↓
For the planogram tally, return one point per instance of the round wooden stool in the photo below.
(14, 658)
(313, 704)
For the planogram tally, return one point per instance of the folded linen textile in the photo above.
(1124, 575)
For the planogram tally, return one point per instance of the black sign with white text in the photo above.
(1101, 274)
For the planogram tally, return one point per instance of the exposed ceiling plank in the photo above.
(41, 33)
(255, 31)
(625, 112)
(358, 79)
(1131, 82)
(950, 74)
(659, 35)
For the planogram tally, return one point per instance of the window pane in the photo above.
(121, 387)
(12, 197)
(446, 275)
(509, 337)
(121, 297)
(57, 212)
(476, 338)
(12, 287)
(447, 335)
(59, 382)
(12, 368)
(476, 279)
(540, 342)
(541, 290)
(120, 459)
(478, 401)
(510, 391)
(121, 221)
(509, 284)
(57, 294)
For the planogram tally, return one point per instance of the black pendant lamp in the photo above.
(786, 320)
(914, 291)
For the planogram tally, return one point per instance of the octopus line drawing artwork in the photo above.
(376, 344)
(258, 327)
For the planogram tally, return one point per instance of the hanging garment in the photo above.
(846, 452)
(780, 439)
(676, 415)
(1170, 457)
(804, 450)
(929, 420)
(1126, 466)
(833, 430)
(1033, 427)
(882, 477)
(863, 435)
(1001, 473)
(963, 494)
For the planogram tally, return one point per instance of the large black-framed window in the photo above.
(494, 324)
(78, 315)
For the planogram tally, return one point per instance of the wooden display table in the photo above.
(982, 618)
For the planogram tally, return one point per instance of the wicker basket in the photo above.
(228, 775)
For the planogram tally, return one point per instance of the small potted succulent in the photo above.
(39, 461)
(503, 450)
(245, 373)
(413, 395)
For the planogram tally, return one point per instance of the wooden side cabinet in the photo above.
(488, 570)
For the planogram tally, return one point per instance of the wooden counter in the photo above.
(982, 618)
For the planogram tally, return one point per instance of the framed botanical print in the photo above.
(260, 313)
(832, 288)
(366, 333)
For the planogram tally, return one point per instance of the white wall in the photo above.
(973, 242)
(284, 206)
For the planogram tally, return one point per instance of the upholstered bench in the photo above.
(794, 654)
↑
:: Assignment ::
Reproduce the material above in full, exactly.

:: Output for this exercise ::
For the planogram tally, return one point per instance of the round wooden stool in the photo below.
(14, 658)
(313, 704)
For the planogram tally, return one point per instance of the folded linen textile in the photo above.
(1124, 575)
For the planogram tally, return one point per instance of the black sign with white text in the photo above.
(1101, 274)
For the planogram tally, return one point per instance of the exposed ceiling plank in the photo above.
(41, 33)
(255, 31)
(625, 112)
(358, 79)
(1131, 82)
(950, 74)
(659, 35)
For the planogram tally, return one point per instance of the window pane in the photo above.
(121, 387)
(12, 197)
(446, 275)
(509, 337)
(121, 297)
(57, 212)
(476, 338)
(12, 287)
(447, 335)
(59, 382)
(12, 368)
(476, 279)
(540, 342)
(541, 290)
(120, 459)
(478, 401)
(510, 391)
(121, 221)
(509, 284)
(57, 294)
For the planogram tally, return one point per instance of the black pendant lamp in the photo above.
(786, 320)
(914, 291)
For the planogram tally, return one point per instance of the octopus line drawing artwork in the photo above.
(376, 344)
(258, 327)
For the planogram tally, return one point per instance of the hanging garment in the photo above.
(846, 452)
(780, 439)
(676, 415)
(1170, 457)
(804, 450)
(929, 420)
(1126, 466)
(833, 430)
(1033, 427)
(882, 477)
(863, 435)
(1001, 473)
(963, 494)
For the planogram tally, return one point per instance of the large black-framed window in the photo above.
(494, 324)
(78, 315)
For the planogram tally, return one point per instance of the wooden display table in the photo above.
(982, 618)
For the planogram tally, return one point per instance of the wicker basket in the photo above.
(228, 775)
For the planogram tally, return one point per instance of the small potted succulent in the photo above.
(39, 461)
(503, 450)
(245, 373)
(413, 395)
For the planogram tally, return one point per instance of the wooden side cabinet in the photo above.
(488, 570)
For the planogram tally, return one point per instance of the wooden counter in the photo above.
(982, 618)
For the planogram tally, return one point per instance of the framed botanical print in the photo above.
(260, 313)
(832, 288)
(366, 333)
For the planogram tally, return one point per instance of the white wall in the photo above.
(973, 242)
(284, 206)
For the planogram tally, return one point per instance of the upholstered bench in the photo above.
(794, 654)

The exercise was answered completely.